## Instruction
Would you return the complete listing below word for word?

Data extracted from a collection
-- START --

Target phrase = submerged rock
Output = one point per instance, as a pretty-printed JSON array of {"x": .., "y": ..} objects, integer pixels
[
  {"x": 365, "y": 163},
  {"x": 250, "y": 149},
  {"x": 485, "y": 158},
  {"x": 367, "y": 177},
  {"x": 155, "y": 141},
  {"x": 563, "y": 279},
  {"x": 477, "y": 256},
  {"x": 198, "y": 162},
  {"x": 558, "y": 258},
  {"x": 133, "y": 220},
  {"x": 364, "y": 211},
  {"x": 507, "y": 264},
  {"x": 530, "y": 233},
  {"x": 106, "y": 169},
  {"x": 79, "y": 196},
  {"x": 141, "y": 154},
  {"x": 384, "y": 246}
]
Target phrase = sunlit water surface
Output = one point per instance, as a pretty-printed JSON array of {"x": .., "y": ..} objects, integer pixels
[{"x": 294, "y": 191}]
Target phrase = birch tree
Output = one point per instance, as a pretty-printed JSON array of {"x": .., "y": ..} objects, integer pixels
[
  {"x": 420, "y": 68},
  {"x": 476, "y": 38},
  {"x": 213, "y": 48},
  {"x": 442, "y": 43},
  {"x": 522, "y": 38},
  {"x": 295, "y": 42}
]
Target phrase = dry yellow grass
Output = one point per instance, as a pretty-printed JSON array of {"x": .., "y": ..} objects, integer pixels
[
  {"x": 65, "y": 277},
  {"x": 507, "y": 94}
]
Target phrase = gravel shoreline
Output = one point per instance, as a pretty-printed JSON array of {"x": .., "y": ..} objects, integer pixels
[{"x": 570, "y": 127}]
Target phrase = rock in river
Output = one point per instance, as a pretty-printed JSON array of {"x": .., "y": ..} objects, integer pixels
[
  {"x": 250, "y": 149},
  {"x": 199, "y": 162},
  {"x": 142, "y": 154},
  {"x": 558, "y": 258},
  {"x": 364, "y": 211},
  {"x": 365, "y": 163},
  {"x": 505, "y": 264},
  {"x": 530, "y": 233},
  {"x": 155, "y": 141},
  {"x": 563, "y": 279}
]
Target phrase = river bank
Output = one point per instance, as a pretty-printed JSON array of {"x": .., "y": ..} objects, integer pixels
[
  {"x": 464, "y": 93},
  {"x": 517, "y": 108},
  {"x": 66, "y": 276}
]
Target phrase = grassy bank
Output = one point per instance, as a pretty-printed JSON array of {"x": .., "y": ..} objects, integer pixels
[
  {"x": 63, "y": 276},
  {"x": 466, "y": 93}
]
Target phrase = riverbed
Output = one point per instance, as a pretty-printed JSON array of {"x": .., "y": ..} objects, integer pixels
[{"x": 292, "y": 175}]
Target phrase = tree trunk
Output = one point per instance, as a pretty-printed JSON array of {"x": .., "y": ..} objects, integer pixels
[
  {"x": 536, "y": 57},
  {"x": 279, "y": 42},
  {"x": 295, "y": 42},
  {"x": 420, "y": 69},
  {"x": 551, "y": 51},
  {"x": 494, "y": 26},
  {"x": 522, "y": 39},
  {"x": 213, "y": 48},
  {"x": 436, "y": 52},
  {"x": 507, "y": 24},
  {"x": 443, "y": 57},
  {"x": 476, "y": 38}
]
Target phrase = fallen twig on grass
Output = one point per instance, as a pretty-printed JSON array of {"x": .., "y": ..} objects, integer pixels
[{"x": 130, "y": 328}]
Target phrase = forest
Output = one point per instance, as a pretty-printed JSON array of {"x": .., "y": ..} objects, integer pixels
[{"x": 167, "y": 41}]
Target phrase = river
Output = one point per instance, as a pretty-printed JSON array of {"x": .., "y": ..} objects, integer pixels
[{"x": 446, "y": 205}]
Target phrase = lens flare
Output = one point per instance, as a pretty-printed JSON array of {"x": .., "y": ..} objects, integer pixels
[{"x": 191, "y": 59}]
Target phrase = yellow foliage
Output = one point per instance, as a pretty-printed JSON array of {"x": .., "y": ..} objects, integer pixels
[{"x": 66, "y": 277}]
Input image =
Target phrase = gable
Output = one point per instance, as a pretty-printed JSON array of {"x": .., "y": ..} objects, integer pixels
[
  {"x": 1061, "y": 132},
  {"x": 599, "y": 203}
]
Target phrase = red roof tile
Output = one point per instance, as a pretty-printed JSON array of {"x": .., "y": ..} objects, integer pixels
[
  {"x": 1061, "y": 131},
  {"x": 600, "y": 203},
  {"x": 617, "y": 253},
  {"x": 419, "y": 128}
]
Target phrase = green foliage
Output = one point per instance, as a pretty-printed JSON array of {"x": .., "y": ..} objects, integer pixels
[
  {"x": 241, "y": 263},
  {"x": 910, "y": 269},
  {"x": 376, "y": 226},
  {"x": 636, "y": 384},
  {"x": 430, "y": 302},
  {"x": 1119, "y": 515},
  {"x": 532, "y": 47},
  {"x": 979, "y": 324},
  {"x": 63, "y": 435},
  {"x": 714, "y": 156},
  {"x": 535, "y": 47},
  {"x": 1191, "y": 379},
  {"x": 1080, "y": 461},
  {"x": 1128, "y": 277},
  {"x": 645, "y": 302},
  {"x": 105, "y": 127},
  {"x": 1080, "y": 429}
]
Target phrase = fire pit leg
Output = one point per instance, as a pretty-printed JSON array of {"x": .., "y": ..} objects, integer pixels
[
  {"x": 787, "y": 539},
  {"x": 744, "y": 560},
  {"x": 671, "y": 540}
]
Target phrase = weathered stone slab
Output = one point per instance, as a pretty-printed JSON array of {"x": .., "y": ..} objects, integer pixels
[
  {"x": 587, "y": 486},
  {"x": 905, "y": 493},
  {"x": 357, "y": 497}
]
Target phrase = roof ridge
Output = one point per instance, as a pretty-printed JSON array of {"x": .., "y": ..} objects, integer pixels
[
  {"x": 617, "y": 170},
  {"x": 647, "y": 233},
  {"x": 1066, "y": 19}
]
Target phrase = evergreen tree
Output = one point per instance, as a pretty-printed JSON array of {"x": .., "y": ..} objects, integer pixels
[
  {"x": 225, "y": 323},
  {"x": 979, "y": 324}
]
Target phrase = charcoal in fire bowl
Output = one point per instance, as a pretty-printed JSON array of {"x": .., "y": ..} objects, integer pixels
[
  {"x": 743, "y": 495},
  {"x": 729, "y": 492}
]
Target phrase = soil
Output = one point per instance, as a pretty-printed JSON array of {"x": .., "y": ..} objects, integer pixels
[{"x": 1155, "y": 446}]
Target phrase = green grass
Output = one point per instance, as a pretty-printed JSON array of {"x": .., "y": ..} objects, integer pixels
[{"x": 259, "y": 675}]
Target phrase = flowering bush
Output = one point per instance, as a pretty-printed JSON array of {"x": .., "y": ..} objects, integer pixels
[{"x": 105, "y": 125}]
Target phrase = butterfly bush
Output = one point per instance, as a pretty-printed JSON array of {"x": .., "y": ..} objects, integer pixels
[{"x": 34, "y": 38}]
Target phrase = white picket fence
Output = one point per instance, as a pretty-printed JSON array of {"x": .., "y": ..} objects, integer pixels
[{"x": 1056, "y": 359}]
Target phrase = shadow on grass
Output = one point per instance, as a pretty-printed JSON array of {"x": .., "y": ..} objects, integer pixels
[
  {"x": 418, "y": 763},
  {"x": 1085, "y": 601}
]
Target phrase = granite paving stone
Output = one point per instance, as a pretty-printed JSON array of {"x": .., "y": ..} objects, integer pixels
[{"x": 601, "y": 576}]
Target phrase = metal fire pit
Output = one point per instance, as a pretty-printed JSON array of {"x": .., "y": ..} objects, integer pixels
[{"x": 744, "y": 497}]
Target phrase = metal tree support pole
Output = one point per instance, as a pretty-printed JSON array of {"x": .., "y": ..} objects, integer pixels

-- END --

## Full answer
Target phrase = submerged rock
Output = one point per instance, as a pretty-printed JSON array of {"x": .., "y": ..} objects, integer pixels
[
  {"x": 365, "y": 163},
  {"x": 250, "y": 149},
  {"x": 485, "y": 158},
  {"x": 367, "y": 177},
  {"x": 155, "y": 141},
  {"x": 563, "y": 279},
  {"x": 477, "y": 256},
  {"x": 198, "y": 162},
  {"x": 558, "y": 258},
  {"x": 133, "y": 220},
  {"x": 364, "y": 211},
  {"x": 507, "y": 264},
  {"x": 530, "y": 233},
  {"x": 106, "y": 169},
  {"x": 79, "y": 196},
  {"x": 141, "y": 154},
  {"x": 384, "y": 246}
]
Target phrase = sunlit water surface
Output = one point per instance, as a pretty-printed JSON array of {"x": .., "y": ..} objects, integer pixels
[{"x": 294, "y": 191}]
Target phrase = birch tree
Output = one point per instance, as a pretty-printed JSON array of {"x": .., "y": ..} objects, integer pixels
[
  {"x": 420, "y": 68},
  {"x": 476, "y": 38},
  {"x": 213, "y": 48},
  {"x": 442, "y": 43},
  {"x": 522, "y": 38},
  {"x": 295, "y": 42}
]
Target phrase = dry yellow grass
Output = one point per instance, as a pretty-printed JSON array of {"x": .., "y": ..} objects, integer pixels
[
  {"x": 65, "y": 277},
  {"x": 507, "y": 94}
]
Target phrase = gravel shoreline
Output = one point per instance, as a pretty-printed JSON array of {"x": .., "y": ..} objects, integer pixels
[{"x": 570, "y": 127}]
Target phrase = rock in river
Output = one point per instance, as a pretty-printed JSON array of {"x": .., "y": ..} objects, integer pixels
[
  {"x": 250, "y": 149},
  {"x": 199, "y": 162},
  {"x": 142, "y": 154},
  {"x": 558, "y": 258},
  {"x": 364, "y": 211},
  {"x": 365, "y": 163},
  {"x": 505, "y": 264},
  {"x": 530, "y": 233},
  {"x": 155, "y": 141},
  {"x": 563, "y": 279}
]
Target phrase = river bank
Output = one point per instance, as a pretty-printed JSON array of {"x": .., "y": ..} objects, integer pixels
[
  {"x": 464, "y": 93},
  {"x": 517, "y": 108},
  {"x": 66, "y": 276}
]
Target phrase = grassy bank
Output = one point per instance, as a pretty-printed JSON array of {"x": .., "y": ..} objects, integer pixels
[
  {"x": 63, "y": 276},
  {"x": 466, "y": 93}
]
Target phrase = riverbed
Output = one point per instance, as a pretty-printed JSON array of {"x": .., "y": ..} objects, integer pixels
[{"x": 292, "y": 175}]
Target phrase = tree trunk
Output = one point per instance, as a pretty-printed JSON array of {"x": .., "y": ..} objects, integer pixels
[
  {"x": 536, "y": 57},
  {"x": 279, "y": 42},
  {"x": 295, "y": 42},
  {"x": 420, "y": 69},
  {"x": 551, "y": 51},
  {"x": 494, "y": 26},
  {"x": 522, "y": 39},
  {"x": 213, "y": 48},
  {"x": 436, "y": 52},
  {"x": 507, "y": 24},
  {"x": 443, "y": 57},
  {"x": 476, "y": 38}
]
Target phrase = fallen twig on grass
Output = one point per instance, as a pretty-printed JSON array of {"x": .., "y": ..} objects, integer pixels
[{"x": 130, "y": 328}]
Target phrase = forest
Output = one point per instance, as a pretty-printed JSON array of {"x": .., "y": ..} objects, integer pixels
[{"x": 167, "y": 41}]
Target phrase = river
Output = one point per instance, as a pretty-printed JSON array of {"x": .., "y": ..} objects, integer pixels
[{"x": 446, "y": 205}]
Target phrase = lens flare
Output = one point per instance, as a pretty-printed JSON array of {"x": .., "y": ..} objects, integer pixels
[{"x": 191, "y": 59}]
Target phrase = yellow foliage
Output = one point per instance, as a pretty-printed JSON array of {"x": .., "y": ..} objects, integer pixels
[{"x": 66, "y": 277}]
Input image =
Target phrase = gable
Output = one point per instance, as a pretty-printed JSON array of {"x": .., "y": ..} objects, integer pixels
[
  {"x": 1061, "y": 132},
  {"x": 599, "y": 203}
]
Target phrase = red roof tile
Output = one point per instance, as a pretty-printed JSON array of {"x": .., "y": ..} objects, integer pixels
[
  {"x": 1061, "y": 131},
  {"x": 600, "y": 203},
  {"x": 617, "y": 253},
  {"x": 419, "y": 128}
]
Target phrase = green foliage
Output = one point per instance, as a pretty-printed JSON array of {"x": .., "y": ..} objects, integer pixels
[
  {"x": 241, "y": 263},
  {"x": 910, "y": 269},
  {"x": 376, "y": 226},
  {"x": 636, "y": 384},
  {"x": 430, "y": 302},
  {"x": 1119, "y": 515},
  {"x": 532, "y": 47},
  {"x": 979, "y": 324},
  {"x": 63, "y": 435},
  {"x": 714, "y": 156},
  {"x": 535, "y": 47},
  {"x": 1191, "y": 379},
  {"x": 1080, "y": 461},
  {"x": 1128, "y": 277},
  {"x": 645, "y": 302},
  {"x": 105, "y": 127},
  {"x": 1080, "y": 429}
]
Target phrase = fire pit leg
Output = one point per instance, as a pretty-printed JSON array of {"x": .., "y": ..} objects, integer pixels
[
  {"x": 787, "y": 539},
  {"x": 744, "y": 560},
  {"x": 671, "y": 540}
]
Target phrase = weathered stone slab
Output = one point per instance, as a pretty-printed JSON array of {"x": .., "y": ..} objects, integer pixels
[
  {"x": 587, "y": 486},
  {"x": 905, "y": 493},
  {"x": 357, "y": 497}
]
Target phrase = roof ridge
Output = one point per instance, as a pretty-printed JSON array of {"x": .., "y": ..} objects, integer pixels
[
  {"x": 617, "y": 170},
  {"x": 647, "y": 233},
  {"x": 1066, "y": 19}
]
Target phrase = evergreen tree
Output = one point per instance, as a pretty-printed JSON array of {"x": .., "y": ..} objects, integer pixels
[
  {"x": 225, "y": 323},
  {"x": 979, "y": 324}
]
Target phrase = charcoal in fire bowl
Output = one point per instance, as a pretty-printed JSON array of {"x": .., "y": ..} objects, integer pixels
[
  {"x": 743, "y": 495},
  {"x": 729, "y": 492}
]
Target phrase = soil
Output = one point per instance, as a pretty-printed JSON array of {"x": .., "y": ..} objects, integer pixels
[{"x": 1155, "y": 446}]
Target phrase = green grass
Output = one point per instance, as a pretty-printed JSON array of {"x": .., "y": ..} objects, integer pixels
[{"x": 259, "y": 675}]
Target phrase = flowering bush
Output = one point per instance, as a pretty-printed JSON array of {"x": .., "y": ..} objects, integer pixels
[{"x": 105, "y": 125}]
Target phrase = butterfly bush
Output = one point per instance, as a pretty-printed JSON array of {"x": .., "y": ..} objects, integer pixels
[{"x": 34, "y": 38}]
Target phrase = white picket fence
Output = one point per instance, as a pretty-printed JSON array of {"x": .., "y": ..} objects, integer pixels
[{"x": 1056, "y": 359}]
Target phrase = shadow on grass
Output = one point per instance, as a pretty-printed JSON array of {"x": .., "y": ..} objects, integer pixels
[
  {"x": 418, "y": 763},
  {"x": 1085, "y": 601}
]
Target phrase = granite paving stone
Output = one point per instance, as a pretty-printed JSON array of {"x": .., "y": ..} objects, integer pixels
[{"x": 601, "y": 576}]
Target phrase = metal fire pit
Output = one point per instance, as a pretty-printed JSON array of {"x": .., "y": ..} objects, integer pixels
[{"x": 744, "y": 497}]
Target phrase = metal tree support pole
Output = one point per instance, as a pretty-printed JSON array of {"x": .., "y": ..} objects, integer pixels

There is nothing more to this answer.